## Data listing
** Start **

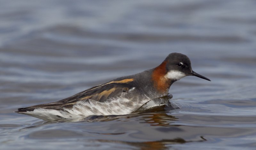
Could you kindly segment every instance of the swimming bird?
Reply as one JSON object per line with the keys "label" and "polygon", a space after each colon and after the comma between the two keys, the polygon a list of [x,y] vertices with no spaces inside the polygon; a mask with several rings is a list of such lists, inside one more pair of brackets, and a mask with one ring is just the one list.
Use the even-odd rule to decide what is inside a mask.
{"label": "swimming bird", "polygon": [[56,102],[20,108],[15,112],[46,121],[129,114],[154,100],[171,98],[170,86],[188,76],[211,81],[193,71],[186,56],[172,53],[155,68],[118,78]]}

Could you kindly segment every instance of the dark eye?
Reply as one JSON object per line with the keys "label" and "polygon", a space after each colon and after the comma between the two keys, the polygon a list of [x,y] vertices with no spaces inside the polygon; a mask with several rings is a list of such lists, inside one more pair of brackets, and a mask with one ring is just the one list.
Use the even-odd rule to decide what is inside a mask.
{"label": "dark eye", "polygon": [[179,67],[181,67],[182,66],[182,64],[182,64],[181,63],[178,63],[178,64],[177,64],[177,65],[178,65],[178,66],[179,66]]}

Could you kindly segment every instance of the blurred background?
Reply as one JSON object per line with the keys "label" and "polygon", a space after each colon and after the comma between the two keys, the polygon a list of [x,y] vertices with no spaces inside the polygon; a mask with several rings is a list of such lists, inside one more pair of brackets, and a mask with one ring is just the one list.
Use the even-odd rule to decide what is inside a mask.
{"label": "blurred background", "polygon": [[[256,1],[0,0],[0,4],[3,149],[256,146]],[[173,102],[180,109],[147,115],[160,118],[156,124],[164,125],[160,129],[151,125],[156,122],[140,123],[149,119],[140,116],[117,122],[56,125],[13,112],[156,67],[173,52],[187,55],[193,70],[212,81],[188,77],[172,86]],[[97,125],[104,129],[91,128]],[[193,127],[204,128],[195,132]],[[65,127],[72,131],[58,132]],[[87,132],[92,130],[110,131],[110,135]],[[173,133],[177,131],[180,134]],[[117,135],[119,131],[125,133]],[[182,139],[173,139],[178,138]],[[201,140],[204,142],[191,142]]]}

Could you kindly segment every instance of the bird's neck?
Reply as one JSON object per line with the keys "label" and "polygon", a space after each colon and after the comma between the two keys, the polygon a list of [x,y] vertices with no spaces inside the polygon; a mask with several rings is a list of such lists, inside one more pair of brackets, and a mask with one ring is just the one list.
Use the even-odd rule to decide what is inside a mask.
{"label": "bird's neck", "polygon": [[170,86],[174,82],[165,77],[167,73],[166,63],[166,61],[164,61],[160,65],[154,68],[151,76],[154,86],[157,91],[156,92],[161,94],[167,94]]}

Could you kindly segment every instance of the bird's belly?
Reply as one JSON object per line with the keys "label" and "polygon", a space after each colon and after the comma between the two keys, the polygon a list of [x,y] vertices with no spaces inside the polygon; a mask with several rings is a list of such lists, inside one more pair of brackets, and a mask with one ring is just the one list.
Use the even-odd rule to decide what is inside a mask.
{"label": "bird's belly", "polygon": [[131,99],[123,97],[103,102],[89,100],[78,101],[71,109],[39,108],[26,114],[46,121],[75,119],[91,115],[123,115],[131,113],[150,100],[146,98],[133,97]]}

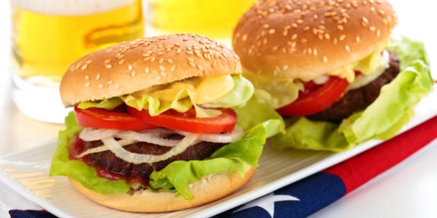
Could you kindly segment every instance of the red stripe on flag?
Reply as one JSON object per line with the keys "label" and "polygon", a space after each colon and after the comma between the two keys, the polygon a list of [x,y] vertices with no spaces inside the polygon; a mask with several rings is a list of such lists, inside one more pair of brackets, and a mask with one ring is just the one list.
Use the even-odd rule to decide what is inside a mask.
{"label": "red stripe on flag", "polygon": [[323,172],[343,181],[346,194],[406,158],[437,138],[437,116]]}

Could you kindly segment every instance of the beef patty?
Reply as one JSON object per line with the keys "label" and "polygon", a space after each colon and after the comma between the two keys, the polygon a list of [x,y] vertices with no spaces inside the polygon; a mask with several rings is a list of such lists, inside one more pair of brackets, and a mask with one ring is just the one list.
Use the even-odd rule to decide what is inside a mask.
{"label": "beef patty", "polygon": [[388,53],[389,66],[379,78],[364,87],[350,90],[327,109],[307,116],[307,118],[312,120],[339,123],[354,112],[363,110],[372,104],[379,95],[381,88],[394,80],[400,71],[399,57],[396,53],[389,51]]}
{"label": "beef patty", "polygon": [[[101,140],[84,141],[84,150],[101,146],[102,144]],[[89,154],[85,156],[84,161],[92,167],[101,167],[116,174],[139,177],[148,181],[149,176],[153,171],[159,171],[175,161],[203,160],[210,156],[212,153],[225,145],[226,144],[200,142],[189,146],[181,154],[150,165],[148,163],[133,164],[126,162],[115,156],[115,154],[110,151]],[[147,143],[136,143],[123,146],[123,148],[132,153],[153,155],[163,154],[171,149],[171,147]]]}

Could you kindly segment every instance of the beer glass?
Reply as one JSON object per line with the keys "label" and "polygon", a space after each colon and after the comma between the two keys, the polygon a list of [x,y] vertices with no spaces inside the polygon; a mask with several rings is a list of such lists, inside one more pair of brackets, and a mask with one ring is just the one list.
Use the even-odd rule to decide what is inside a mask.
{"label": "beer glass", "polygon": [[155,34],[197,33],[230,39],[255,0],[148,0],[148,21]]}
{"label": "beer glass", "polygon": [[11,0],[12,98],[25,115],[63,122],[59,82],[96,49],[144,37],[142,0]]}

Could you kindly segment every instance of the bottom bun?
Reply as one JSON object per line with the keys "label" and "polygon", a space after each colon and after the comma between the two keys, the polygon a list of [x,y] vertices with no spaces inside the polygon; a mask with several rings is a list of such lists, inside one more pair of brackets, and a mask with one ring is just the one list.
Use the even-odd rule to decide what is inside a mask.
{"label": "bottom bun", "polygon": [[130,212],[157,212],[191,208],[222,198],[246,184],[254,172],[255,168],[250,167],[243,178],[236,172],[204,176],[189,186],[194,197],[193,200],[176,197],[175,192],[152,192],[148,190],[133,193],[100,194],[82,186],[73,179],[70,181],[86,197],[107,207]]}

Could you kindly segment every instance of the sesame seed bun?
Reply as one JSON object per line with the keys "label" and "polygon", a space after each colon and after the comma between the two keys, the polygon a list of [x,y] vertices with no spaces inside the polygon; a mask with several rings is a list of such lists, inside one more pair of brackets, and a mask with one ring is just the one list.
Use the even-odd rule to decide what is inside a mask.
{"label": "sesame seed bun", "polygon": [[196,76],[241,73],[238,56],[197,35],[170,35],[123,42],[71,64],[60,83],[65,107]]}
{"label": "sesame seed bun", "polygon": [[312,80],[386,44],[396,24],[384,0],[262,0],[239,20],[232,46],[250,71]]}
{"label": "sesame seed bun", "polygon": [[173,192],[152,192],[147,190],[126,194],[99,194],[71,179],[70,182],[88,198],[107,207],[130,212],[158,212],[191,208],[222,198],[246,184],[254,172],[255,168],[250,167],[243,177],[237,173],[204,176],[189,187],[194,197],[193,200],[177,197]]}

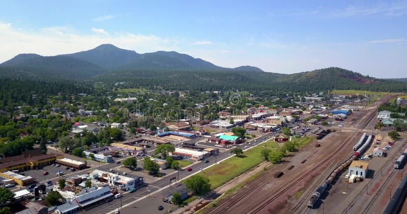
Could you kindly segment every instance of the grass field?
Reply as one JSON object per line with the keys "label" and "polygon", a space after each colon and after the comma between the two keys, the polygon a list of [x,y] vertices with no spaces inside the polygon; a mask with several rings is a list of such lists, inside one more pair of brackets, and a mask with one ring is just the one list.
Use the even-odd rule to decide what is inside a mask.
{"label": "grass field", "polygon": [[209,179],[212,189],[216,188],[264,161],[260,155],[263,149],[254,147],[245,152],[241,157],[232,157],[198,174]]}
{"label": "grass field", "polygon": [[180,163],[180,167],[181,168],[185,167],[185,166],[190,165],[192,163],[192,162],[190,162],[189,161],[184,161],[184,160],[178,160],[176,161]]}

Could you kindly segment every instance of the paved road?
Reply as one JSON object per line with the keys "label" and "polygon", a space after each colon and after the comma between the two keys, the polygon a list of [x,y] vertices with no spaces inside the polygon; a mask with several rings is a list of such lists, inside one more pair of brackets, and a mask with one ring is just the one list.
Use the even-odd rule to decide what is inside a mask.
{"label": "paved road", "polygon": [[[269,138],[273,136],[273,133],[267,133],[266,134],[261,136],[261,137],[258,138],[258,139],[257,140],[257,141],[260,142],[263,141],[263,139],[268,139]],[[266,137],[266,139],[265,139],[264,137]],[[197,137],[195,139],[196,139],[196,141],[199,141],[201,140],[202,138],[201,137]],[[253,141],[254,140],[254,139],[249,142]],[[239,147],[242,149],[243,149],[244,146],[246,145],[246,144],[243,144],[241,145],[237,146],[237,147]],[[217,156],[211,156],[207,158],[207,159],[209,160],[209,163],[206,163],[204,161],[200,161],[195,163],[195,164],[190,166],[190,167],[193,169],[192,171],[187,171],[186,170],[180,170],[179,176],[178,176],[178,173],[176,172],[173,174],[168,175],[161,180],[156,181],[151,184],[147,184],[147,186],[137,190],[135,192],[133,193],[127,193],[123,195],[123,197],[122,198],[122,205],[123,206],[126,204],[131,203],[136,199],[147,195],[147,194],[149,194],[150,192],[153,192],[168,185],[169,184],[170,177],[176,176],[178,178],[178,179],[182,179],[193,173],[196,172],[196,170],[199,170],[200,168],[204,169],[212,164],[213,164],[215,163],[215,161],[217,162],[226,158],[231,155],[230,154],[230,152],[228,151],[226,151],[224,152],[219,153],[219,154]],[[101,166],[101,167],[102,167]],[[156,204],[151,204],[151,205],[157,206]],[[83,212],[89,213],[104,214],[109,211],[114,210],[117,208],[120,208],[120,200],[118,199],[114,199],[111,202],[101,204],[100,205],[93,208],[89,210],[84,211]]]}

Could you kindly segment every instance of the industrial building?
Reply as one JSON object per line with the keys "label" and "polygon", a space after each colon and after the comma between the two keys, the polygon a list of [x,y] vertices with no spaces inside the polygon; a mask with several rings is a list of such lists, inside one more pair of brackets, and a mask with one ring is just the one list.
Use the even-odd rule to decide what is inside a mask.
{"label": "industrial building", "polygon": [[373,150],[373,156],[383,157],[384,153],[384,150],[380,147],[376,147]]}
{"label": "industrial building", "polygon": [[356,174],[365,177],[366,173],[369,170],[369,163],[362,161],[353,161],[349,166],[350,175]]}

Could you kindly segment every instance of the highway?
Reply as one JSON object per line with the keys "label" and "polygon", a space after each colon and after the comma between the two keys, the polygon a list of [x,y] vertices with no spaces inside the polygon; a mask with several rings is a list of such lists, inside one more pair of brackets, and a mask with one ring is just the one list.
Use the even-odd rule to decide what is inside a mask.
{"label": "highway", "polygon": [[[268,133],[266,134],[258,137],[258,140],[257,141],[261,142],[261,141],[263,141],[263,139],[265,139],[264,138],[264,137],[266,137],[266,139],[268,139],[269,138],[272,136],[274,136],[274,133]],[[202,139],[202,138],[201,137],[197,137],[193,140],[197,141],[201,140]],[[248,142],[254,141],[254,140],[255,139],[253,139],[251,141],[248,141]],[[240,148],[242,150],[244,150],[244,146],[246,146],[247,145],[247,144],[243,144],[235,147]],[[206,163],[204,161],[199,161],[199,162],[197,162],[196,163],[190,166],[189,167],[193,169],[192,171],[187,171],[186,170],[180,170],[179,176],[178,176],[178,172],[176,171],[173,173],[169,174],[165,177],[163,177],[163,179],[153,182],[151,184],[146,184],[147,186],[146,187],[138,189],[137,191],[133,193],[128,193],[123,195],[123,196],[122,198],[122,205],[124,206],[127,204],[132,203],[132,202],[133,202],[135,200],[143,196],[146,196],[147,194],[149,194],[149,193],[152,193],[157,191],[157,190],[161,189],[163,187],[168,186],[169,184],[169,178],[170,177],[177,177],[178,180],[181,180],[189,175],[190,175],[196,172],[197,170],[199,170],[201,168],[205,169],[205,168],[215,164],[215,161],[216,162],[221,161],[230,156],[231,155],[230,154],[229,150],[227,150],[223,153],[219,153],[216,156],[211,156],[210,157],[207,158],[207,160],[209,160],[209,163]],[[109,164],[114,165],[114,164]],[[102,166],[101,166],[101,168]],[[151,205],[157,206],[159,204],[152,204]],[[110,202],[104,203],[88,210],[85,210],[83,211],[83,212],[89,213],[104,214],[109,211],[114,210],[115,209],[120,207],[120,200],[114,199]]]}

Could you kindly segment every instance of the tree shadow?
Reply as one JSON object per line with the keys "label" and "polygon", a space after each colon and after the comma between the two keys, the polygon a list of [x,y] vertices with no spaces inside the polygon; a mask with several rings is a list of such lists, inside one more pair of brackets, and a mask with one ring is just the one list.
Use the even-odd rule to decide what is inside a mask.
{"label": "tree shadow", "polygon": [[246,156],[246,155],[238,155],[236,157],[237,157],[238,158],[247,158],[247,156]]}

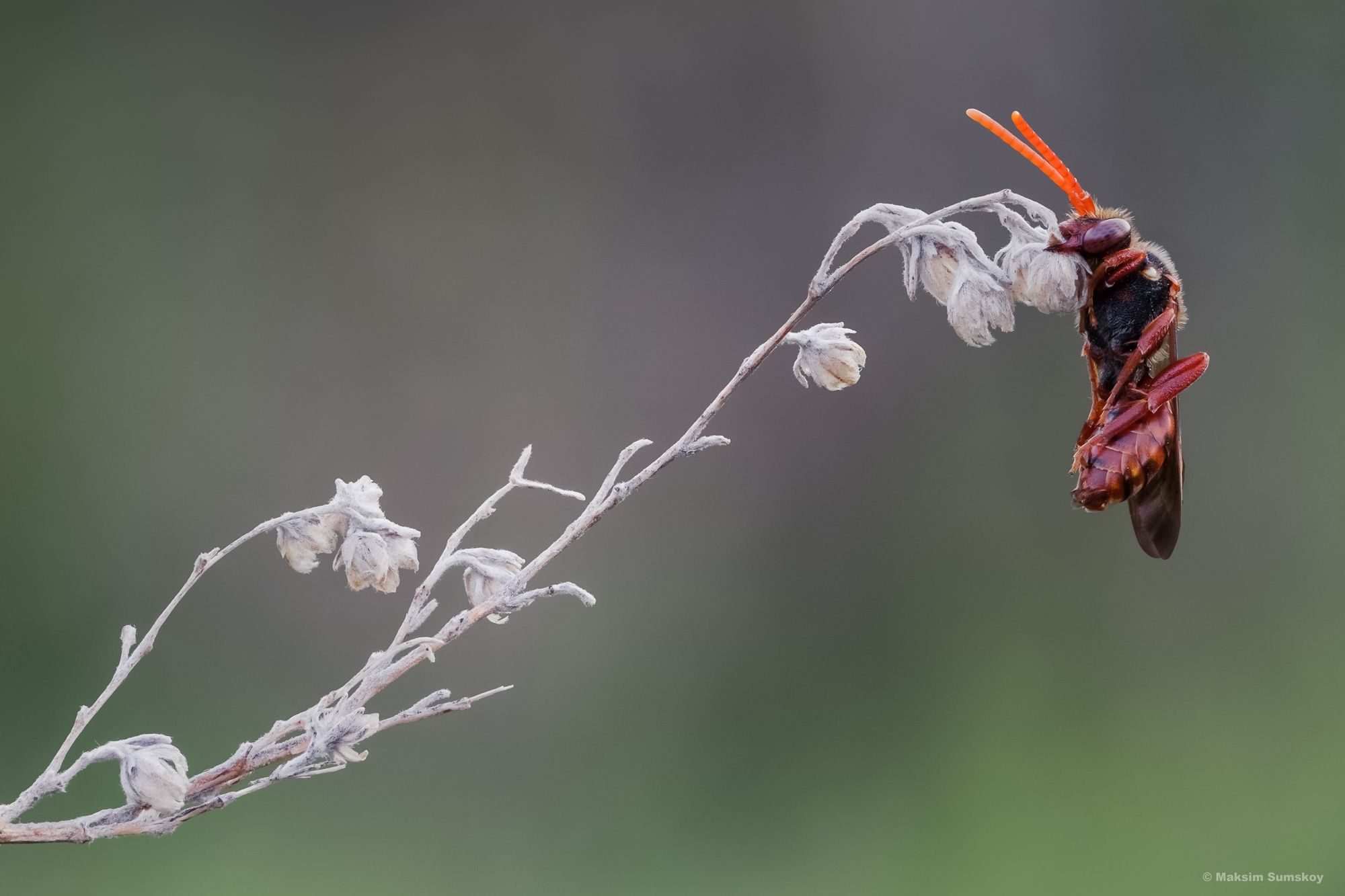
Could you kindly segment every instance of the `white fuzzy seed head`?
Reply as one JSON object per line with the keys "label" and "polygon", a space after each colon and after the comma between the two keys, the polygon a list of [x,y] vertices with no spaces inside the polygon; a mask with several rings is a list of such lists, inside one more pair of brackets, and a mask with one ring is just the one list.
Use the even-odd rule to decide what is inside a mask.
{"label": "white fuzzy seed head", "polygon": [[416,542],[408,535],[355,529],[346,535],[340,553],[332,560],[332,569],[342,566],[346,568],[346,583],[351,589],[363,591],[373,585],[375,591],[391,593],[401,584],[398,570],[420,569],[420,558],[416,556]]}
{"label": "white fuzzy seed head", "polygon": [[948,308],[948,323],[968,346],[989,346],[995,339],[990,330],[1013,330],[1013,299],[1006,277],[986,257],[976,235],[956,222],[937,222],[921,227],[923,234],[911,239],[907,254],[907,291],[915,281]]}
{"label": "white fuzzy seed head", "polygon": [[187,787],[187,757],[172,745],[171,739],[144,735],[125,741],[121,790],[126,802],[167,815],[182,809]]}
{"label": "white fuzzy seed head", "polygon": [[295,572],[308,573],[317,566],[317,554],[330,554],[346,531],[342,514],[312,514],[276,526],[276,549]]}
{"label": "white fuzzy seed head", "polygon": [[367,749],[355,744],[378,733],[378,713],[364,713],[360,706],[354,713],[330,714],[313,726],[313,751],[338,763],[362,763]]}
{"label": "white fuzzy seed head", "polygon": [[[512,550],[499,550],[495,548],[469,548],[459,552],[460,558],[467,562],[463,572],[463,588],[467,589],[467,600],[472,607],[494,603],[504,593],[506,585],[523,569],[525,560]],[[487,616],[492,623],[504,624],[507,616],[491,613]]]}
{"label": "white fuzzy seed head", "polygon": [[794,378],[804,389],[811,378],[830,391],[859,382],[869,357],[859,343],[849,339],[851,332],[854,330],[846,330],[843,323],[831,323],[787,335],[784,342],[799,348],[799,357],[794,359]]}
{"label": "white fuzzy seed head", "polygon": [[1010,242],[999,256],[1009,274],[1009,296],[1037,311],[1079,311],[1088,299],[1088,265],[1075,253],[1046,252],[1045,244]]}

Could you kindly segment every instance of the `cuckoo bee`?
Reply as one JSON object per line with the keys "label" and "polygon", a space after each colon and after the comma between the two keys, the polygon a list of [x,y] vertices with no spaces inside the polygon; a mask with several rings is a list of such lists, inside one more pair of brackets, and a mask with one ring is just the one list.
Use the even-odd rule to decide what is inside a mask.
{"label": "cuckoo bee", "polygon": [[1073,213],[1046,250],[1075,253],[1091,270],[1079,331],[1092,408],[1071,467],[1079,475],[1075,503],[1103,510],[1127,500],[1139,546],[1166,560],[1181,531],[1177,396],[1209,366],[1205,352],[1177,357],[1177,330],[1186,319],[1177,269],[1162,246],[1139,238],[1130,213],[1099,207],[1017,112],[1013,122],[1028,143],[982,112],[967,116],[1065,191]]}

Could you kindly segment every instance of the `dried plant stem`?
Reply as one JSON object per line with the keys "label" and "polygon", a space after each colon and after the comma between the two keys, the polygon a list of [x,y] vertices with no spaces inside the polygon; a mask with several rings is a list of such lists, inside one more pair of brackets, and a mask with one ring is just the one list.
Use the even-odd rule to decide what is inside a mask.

** End **

## To be done
Report how many lines in the data listing contain the string "stripe". Give only the number.

## Response
2